* Given exercise a: Return the part of the TileLang integration page starting at "Ascend Toolkit Installation" and ending at "gtest with tvm.", copied word for word.

begin Page excerpt

TileLang Integration¶
Tile Language Ascend (tilelang-ascend) is a specialized variant of the tile-lang domain-specific language, specifically optimized for Huawei Ascend NPU (Neural Processing Unit) architecture. Built upon the foundation of tile-lang’s Pythonic syntax and TVM compiler infrastructure, tilelang-ascend enables developers to efficiently create high-performance AI compute kernels tailored for Ascend processors, including operations like GEMM, vector operations, and attention mechanisms. Tilelang-ascend allows developers to focus on productivity without sacrificing the low-level optimizations necessary for state-of-the-art performance on the NPU.
Within the TileLang ecosystem, we have developed an NPU Intermediate Representation (AscendNPU IR) infrastructure specifically for Ascend, enabling seamless integration into the open-source AI compiler ecosystem based on MLIR. This effort not only enhances the openness and extensibility of the compiler stack but also provides developers with a more flexible and efficient pathway for custom operator development. The compiler backend supports two technical routes: AscendNPU IR and Ascend C & PTO.

Installation¶
Environment Setup¶
Install the Ascend Toolkit.
Download the installation package, installAscend-cann-toolkit.For complete installation instructions, refer to the relevant documentation.
chmod +x Ascend-cann-toolkit_{ascend-cann-toolkit version}_linux-aarch64.run
./Ascend-cann-toolkit_{ascend-cann-toolkit version}_linux-aarch64.run --install
Configure environment variables:
source /path/to/install/Ascend/ascend-toolkit/set_env.sh
Prepare a Python environment with Python version between 3.7.x and 3.11.4 (inclusive) and ensure that pip3 is available.
Ascend Toolkit Installation Requirements
pip3 install attrs cython 'numpy>=1.19.2,<=1.24.0' decorator sympy cffi pyyaml pathlib2 psutil protobuf==3.20.0 scipy requests absl-py
Set Environment Variables
export ACL_OP_INIT_MODE=1
Build¶
Pull the code
git clone https://github.com/tile-ai/tilelang-ascend.git --recursive -b npuir
Run the installation script
Note: If you environment has gtest include file but has not gtest lib file, the build process may cause some weird problem. please remove the gtest include file or add the lib file or build gtest with tvm.

end Page excerpt
begin Data for the task

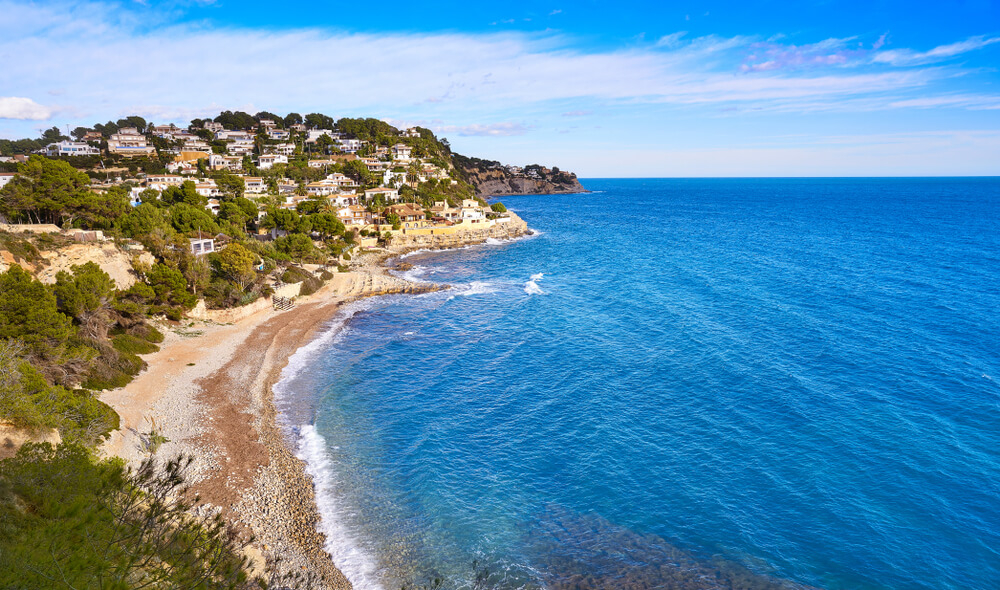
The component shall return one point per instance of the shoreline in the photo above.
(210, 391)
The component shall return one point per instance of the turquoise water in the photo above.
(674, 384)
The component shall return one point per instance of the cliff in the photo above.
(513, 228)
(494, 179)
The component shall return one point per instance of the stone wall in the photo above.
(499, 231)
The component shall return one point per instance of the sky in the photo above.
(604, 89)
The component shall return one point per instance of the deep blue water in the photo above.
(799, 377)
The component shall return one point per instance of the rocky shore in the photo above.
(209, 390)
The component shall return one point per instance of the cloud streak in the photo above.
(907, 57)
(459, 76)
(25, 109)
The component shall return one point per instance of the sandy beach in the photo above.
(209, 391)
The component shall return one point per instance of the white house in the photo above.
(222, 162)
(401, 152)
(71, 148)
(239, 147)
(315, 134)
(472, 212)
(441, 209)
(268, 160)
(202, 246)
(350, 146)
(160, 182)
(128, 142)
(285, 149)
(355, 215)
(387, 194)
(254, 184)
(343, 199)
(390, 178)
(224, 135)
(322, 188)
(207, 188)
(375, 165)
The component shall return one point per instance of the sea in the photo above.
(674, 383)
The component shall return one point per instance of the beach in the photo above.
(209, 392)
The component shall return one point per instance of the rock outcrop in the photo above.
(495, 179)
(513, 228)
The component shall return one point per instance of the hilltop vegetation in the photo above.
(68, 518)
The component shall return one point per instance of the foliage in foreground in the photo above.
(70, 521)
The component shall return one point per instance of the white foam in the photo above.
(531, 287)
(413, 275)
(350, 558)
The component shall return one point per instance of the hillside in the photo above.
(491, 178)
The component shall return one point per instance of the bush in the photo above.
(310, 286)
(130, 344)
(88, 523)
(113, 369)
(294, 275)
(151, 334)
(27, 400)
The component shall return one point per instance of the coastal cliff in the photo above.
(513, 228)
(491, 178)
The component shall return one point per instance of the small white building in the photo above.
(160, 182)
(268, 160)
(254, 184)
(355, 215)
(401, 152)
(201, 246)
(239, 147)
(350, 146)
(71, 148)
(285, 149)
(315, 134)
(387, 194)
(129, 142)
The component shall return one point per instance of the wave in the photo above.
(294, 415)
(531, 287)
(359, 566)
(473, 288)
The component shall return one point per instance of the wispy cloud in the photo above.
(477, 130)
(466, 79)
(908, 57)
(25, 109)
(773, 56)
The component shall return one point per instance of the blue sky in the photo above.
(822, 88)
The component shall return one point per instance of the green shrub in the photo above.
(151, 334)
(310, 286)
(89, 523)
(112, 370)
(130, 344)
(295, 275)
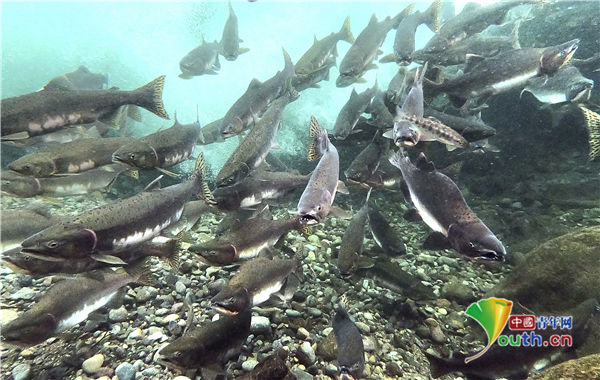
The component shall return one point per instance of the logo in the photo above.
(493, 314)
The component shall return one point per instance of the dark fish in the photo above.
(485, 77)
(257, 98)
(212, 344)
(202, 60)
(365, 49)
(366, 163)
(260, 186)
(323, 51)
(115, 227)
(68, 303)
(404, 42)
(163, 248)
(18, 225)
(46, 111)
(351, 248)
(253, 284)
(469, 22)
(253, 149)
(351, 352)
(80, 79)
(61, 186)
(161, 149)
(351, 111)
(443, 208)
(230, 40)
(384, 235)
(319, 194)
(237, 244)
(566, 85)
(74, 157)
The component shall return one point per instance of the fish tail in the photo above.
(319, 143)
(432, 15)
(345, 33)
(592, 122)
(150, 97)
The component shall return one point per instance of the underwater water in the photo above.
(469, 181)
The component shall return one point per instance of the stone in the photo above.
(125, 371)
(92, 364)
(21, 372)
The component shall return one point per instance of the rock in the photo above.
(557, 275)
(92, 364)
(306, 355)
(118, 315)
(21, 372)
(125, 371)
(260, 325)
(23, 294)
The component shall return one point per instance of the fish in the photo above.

end Data for the task

* Given exercise b: List each line in the listing above that contains the word "white", copying every such line as it appears.

* Finished answer a:
Ascend Toolkit Installation Requirements
pip3 install attrs cython 'numpy>=1.19.2,<=1.24.0' decorator sympy cffi pyyaml pathlib2 psutil protobuf==3.20.0 scipy requests absl-py
Set Environment Variables
export ACL_OP_INIT_MODE=1
Build¶
Pull the code
git clone https://github.com/tile-ai/tilelang-ascend.git --recursive -b npuir
Run the installation script
Note: If you environment has gtest include file but has not gtest lib file, the build process may cause some weird problem. please remove the gtest include file or add the lib file or build gtest with tvm.

* Finished answer b:
The component shall return one point per instance of the white house in the photo above.
The component shall return one point per instance of the white foam in the photo above.
The component shall return one point per instance of the small white building in the photo above.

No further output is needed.